◆ **Directives**
A – In the Net-SNMP excerpt below, what does the module's docstring say the wrapper does to the Net-SNMP API, and how? Answer in one to three sentences.
B – Can you condense the configuration summary in the Net-SNMP excerpt below, beginning "SNMP Versions Supported", into a short list that keeps its main facts?
C – Write what comes next in the Net-SNMP excerpt below, starting after its last line.

◆ **Source excerpt**
What compiling Net-SNMP looks like:

---------------------------------------------------------
            Net-SNMP configuration summary:
---------------------------------------------------------

  SNMP Versions Supported:    1 2c 3
  Net-SNMP Version:           5.4.2.1
  Building for:               darwin9
  Network transport support:  Callback Unix TCP UDP
  SNMPv3 Security Modules:     usm
  Agent MIB code:             default_modules =>  snmpv3mibs mibII ucd_snmp notification 
notification-log-mib target agent_mibs agentx disman/event disman/schedule utilities
  Embedded Perl support:      enabled
  SNMP Perl modules:          building -- embeddable
  SNMP Python modules:        building for /usr/local/bin//python
  Authentication support:     MD5 SHA1
  Encryption support:         DES AES
]]

Look at the code in the following module, and then you will run it.



#!/usr/bin/env python2.6
"""
This is a multiprocessing wrapper for Net-SNMP.
This makes a synchronous API asynchronous by combining
it with Python2.6
"""

import netsnmp
from multiprocessing import Process, Queue, current_process

class HostRecord():
    """This creates a host record"""
    def __init__(self,
                 hostname = None,
                 query = None):
        self.hostname = hostname
        self.query = query

class SnmpSession():
    """A SNMP Session"""

◆ **Entries provided**
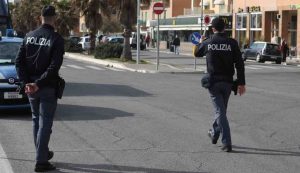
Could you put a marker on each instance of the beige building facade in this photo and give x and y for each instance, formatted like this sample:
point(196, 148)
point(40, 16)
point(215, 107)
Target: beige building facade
point(267, 20)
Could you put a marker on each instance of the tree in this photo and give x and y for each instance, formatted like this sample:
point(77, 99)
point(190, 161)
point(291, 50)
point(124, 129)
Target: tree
point(26, 15)
point(127, 15)
point(67, 17)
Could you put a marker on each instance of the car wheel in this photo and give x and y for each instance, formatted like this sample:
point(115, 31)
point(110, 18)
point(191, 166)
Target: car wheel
point(258, 58)
point(278, 61)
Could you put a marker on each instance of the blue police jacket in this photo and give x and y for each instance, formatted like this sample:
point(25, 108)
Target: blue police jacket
point(222, 56)
point(40, 57)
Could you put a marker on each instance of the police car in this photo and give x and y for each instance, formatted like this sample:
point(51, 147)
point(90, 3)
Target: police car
point(9, 97)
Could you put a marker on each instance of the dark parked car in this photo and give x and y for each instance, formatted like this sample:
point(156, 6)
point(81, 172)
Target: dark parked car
point(9, 97)
point(263, 51)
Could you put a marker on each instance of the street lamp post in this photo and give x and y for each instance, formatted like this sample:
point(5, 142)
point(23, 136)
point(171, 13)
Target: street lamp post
point(138, 32)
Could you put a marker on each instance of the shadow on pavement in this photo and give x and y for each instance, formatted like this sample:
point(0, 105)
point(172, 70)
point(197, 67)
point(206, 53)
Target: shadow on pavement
point(18, 114)
point(106, 168)
point(78, 113)
point(88, 89)
point(264, 151)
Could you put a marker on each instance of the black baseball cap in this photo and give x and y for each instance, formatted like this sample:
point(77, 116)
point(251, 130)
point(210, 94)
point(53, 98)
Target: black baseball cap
point(218, 24)
point(48, 10)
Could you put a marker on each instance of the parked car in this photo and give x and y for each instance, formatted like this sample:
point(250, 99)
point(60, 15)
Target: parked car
point(116, 39)
point(85, 42)
point(72, 44)
point(263, 51)
point(9, 97)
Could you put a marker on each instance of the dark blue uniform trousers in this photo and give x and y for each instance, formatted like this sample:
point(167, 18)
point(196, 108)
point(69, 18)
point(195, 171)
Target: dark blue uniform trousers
point(220, 93)
point(43, 105)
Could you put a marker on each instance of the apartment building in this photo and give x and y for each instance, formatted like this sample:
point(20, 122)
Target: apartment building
point(183, 17)
point(268, 20)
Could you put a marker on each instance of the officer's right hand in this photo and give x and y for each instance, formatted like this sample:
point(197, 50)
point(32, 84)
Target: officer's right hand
point(241, 89)
point(31, 88)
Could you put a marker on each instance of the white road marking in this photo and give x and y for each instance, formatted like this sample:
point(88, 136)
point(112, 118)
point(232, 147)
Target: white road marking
point(253, 68)
point(76, 67)
point(115, 69)
point(4, 163)
point(94, 67)
point(261, 66)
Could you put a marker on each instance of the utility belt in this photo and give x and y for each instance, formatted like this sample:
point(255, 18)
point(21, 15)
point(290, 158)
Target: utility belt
point(221, 78)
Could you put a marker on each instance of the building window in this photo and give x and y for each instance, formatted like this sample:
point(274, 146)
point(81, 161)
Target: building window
point(256, 21)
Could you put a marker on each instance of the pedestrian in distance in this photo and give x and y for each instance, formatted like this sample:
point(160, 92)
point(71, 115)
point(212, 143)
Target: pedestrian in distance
point(176, 44)
point(284, 48)
point(147, 40)
point(37, 63)
point(222, 57)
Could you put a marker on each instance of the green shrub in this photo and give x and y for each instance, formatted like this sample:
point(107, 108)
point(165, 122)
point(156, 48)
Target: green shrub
point(72, 47)
point(108, 50)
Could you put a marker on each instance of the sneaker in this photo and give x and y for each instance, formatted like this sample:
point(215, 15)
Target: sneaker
point(44, 167)
point(226, 148)
point(50, 155)
point(213, 139)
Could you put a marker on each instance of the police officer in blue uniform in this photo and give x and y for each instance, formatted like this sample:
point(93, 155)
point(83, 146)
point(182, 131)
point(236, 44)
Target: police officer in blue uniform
point(38, 62)
point(222, 56)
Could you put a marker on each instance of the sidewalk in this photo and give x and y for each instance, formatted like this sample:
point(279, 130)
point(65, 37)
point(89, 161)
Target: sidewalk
point(150, 67)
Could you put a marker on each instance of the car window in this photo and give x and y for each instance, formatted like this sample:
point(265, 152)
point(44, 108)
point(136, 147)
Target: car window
point(260, 45)
point(8, 51)
point(272, 47)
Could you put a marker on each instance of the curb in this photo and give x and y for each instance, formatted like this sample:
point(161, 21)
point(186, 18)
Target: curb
point(103, 62)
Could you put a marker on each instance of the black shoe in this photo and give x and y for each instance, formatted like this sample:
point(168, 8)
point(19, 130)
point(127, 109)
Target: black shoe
point(226, 148)
point(50, 155)
point(44, 167)
point(213, 139)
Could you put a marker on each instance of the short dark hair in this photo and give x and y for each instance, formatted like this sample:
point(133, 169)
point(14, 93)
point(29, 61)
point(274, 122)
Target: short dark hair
point(218, 24)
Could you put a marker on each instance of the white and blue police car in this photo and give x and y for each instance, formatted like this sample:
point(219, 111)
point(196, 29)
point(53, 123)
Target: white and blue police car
point(9, 97)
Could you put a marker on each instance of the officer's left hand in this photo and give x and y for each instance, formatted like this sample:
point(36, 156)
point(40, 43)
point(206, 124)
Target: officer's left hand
point(241, 89)
point(31, 88)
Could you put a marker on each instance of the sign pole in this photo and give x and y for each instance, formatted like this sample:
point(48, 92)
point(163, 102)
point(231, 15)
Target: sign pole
point(157, 43)
point(138, 33)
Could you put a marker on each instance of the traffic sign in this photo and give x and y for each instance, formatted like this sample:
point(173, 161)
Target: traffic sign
point(196, 38)
point(158, 8)
point(207, 20)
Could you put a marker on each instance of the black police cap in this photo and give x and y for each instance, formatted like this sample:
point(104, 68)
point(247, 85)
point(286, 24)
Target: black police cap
point(218, 24)
point(48, 10)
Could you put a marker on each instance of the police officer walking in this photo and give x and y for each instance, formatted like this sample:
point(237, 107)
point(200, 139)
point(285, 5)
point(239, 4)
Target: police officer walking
point(222, 56)
point(38, 62)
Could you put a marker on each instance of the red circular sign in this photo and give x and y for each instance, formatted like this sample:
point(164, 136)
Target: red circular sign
point(158, 8)
point(207, 20)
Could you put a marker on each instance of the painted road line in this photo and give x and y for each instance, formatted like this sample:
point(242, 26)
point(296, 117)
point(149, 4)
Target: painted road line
point(76, 67)
point(113, 69)
point(4, 163)
point(262, 66)
point(94, 67)
point(253, 68)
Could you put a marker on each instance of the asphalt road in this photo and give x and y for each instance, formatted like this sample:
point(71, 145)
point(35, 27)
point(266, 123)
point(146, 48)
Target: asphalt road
point(125, 122)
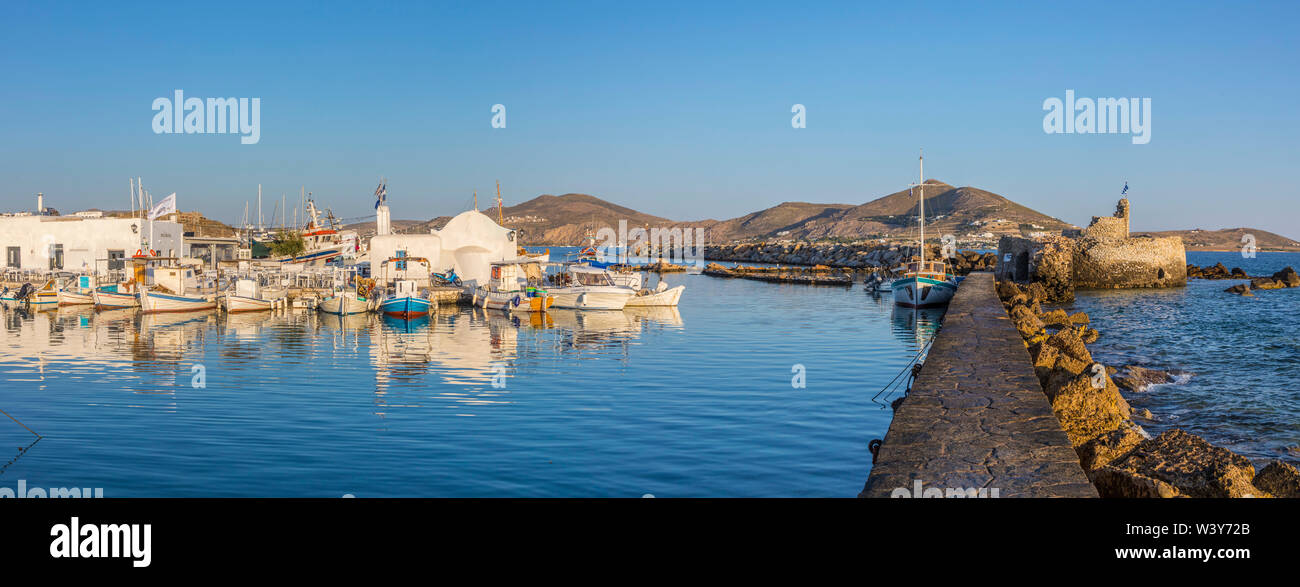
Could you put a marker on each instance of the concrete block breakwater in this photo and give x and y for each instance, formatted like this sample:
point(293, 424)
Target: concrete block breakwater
point(976, 417)
point(857, 256)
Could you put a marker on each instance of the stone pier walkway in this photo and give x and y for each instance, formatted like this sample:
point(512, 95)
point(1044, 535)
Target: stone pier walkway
point(976, 417)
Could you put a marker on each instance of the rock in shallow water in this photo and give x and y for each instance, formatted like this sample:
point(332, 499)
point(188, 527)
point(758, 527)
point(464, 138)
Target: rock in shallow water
point(1183, 461)
point(1136, 378)
point(1240, 288)
point(1279, 478)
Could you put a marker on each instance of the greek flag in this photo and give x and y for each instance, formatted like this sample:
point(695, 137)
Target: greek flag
point(165, 207)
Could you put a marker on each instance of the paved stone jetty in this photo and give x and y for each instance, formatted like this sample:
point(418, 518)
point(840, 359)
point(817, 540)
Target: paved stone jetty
point(976, 416)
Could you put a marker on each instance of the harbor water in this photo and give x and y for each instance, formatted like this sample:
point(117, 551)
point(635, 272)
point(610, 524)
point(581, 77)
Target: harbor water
point(748, 388)
point(1234, 357)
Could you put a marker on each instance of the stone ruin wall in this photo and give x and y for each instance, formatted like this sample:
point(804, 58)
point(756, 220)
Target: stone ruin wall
point(1100, 264)
point(1101, 256)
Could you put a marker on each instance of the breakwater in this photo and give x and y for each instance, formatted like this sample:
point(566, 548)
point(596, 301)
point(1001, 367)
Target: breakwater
point(1121, 459)
point(858, 256)
point(976, 417)
point(814, 275)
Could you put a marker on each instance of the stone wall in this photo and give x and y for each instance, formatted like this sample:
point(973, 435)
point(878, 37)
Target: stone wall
point(1047, 260)
point(1100, 264)
point(1099, 257)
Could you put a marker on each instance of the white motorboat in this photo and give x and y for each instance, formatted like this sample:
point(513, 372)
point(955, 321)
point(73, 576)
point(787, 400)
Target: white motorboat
point(588, 288)
point(662, 296)
point(247, 296)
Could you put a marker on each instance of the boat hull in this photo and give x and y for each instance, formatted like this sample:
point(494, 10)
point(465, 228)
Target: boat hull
point(922, 292)
point(235, 304)
point(343, 305)
point(664, 298)
point(113, 300)
point(152, 303)
point(512, 301)
point(404, 307)
point(74, 298)
point(592, 299)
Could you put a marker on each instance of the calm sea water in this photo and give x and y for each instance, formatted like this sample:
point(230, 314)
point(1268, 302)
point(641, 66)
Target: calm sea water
point(1240, 355)
point(694, 401)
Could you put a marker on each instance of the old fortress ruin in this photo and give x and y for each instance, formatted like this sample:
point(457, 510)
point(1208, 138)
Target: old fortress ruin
point(1099, 256)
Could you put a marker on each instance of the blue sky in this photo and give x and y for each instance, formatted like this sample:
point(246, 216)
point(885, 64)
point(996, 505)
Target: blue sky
point(675, 109)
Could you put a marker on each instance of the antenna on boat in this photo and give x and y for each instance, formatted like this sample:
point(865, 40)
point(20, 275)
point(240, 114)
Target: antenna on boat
point(922, 187)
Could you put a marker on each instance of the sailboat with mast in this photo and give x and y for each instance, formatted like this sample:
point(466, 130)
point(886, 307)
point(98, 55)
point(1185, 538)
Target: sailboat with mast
point(923, 283)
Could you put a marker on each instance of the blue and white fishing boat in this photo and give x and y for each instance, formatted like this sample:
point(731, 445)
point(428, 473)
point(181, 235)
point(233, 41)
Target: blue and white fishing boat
point(403, 298)
point(406, 301)
point(923, 283)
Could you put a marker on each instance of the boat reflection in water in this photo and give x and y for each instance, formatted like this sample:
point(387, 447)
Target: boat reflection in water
point(917, 326)
point(459, 359)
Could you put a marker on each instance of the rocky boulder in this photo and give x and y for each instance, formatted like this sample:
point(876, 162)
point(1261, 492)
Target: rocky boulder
point(1279, 478)
point(1138, 379)
point(1242, 290)
point(1287, 277)
point(1186, 462)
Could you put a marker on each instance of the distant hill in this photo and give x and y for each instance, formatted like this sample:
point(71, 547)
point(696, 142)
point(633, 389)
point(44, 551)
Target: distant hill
point(960, 211)
point(559, 220)
point(975, 216)
point(1227, 239)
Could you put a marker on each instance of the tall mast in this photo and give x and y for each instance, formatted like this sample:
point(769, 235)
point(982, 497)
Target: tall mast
point(922, 266)
point(501, 218)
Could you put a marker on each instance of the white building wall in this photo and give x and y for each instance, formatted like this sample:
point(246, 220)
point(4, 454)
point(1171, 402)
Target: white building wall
point(85, 240)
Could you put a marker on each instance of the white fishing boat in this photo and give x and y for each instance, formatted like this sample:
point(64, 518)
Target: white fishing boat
point(77, 291)
point(170, 292)
point(584, 287)
point(156, 301)
point(345, 296)
point(247, 296)
point(116, 296)
point(514, 287)
point(923, 283)
point(323, 240)
point(661, 296)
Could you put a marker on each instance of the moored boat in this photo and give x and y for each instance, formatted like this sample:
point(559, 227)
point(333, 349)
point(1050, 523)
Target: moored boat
point(156, 301)
point(581, 286)
point(515, 286)
point(77, 291)
point(247, 296)
point(923, 283)
point(406, 301)
point(661, 295)
point(115, 296)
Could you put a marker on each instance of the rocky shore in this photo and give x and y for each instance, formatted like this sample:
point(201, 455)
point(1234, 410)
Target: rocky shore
point(856, 256)
point(1119, 457)
point(814, 275)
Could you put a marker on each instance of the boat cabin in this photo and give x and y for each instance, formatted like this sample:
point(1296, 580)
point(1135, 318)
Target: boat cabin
point(588, 275)
point(510, 275)
point(931, 269)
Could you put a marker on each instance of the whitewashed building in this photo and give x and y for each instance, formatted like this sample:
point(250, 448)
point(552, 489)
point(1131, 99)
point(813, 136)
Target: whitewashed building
point(72, 243)
point(468, 243)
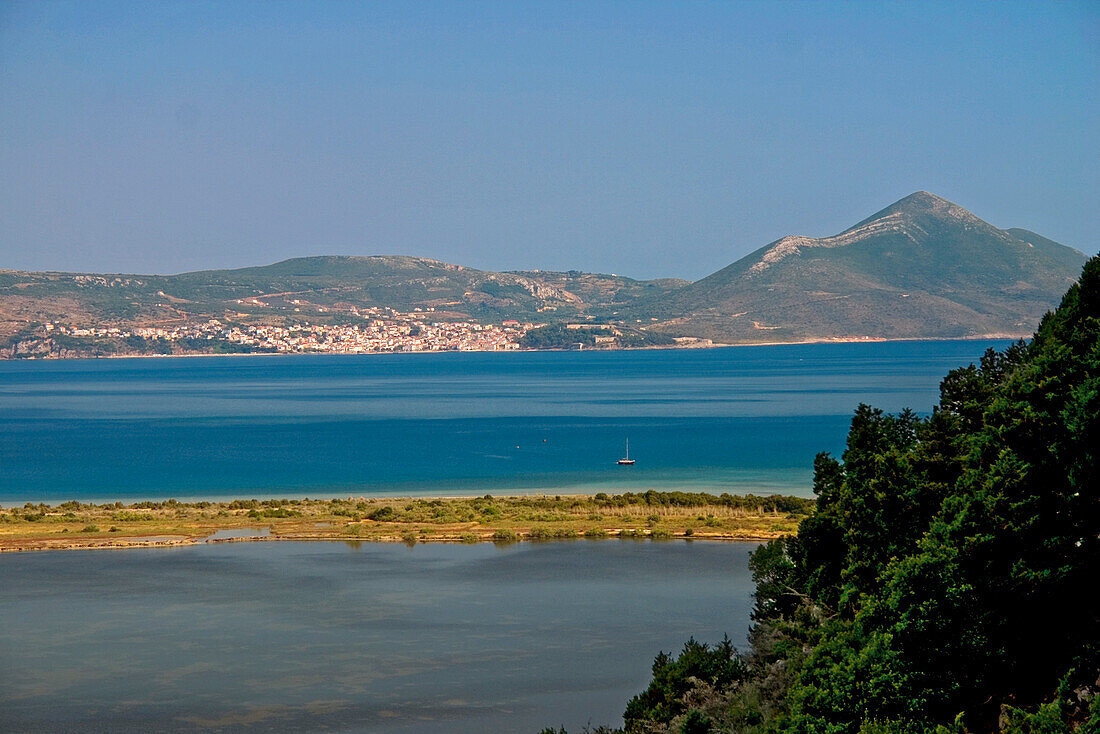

◆ **Solved tasks**
A – The module is a multiprocessing wrapper for Net-SNMP. It makes Net-SNMP's synchronous API asynchronous by combining it with Python 2.6.

B –
- SNMP versions: 1, 2c, 3
- Net-SNMP version: 5.4.2.1, built for darwin9
- Transports: Callback, Unix, TCP, UDP
- SNMPv3 security module: usm
- Agent MIB code: default modules (snmpv3mibs, mibII, ucd_snmp, notification, notification-log-mib, target, agent_mibs, agentx, disman/event, disman/schedule, utilities)
- Perl: embedded support enabled; SNMP modules building as embeddable
- Python: SNMP modules building for /usr/local/bin//python
- Authentication: MD5, SHA1
- Encryption: DES, AES

C –
    def __init__(self,
                oid = "sysDescr",
                Version = 2,
                DestHost = "localhost",
                Community = "public",
                Verbose = True,
                ):
        self.oid = oid
        self.Version = Version
        self.DestHost = DestHost
        self.Community = Community
        self.Verbose = Verbose
        self.var = netsnmp.Varbind(oid, 0)
        self.hostrec = HostRecord()
        self.hostrec.hostname = self.DestHost

    def query(self):
        """Creates SNMP query

        Fills out a Host Object and returns result
        """
        try:
            result = netsnmp.snmpget(self.var,
                                Version = self.Version,
                                DestHost = self.DestHost,
                                Community = self.Community)
            self.hostrec.query = result
        except Exception, err:
            if self.Verbose:
                print err
            self.hostrec.query = None
        finally:
            return self.hostrec

def make_query(host):
    """This does the actual snmp query

    This is a bit fancy as it accepts both instances
    of SnmpSession and host/ip addresses.  This
    allows a user to customize mass queries with
    subsets of different hostnames and community strings
    """
    if isinstance(host,SnmpSession):
        return host.query()
    else:
        s = SnmpSession(DestHost=host)
        return s.query()

# Function run by worker processes
def worker(input, output):
    for func in iter(input.get, 'STOP'):
        result = make_query(func)
        output.put(result)

def main():
    """Runs everything"""

    #clients
    hosts = ["localhost", "localhost"]
    NUMBER_OF_PROCESSES = len(hosts)

    # Create queues
    task_queue = Queue()
    done_queue = Queue()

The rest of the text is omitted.